- Exercise prompt: Will you write out the data exactly, excluding every picture?

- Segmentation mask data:
....................

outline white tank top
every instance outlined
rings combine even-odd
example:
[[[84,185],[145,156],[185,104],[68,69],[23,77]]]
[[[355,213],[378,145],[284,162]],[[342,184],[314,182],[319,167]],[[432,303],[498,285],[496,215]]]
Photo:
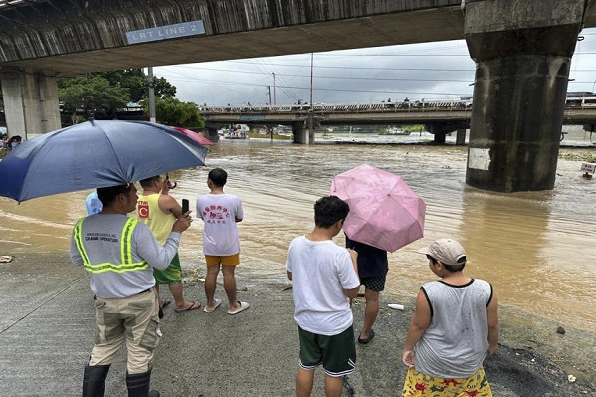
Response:
[[[414,347],[416,370],[435,378],[468,378],[488,350],[486,307],[492,286],[474,280],[461,286],[434,281],[424,284],[431,321]]]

....................

- Solved problem:
outline white tank top
every instance outlined
rings combine even-odd
example:
[[[84,185],[145,156],[185,104],[68,69],[23,77]]]
[[[355,213],[378,145],[284,162]],[[342,184],[314,182],[319,167]],[[432,303],[498,285],[496,215]]]
Photo:
Response:
[[[414,347],[416,370],[435,378],[468,378],[488,350],[486,307],[492,286],[474,280],[461,286],[434,281],[424,284],[431,321]]]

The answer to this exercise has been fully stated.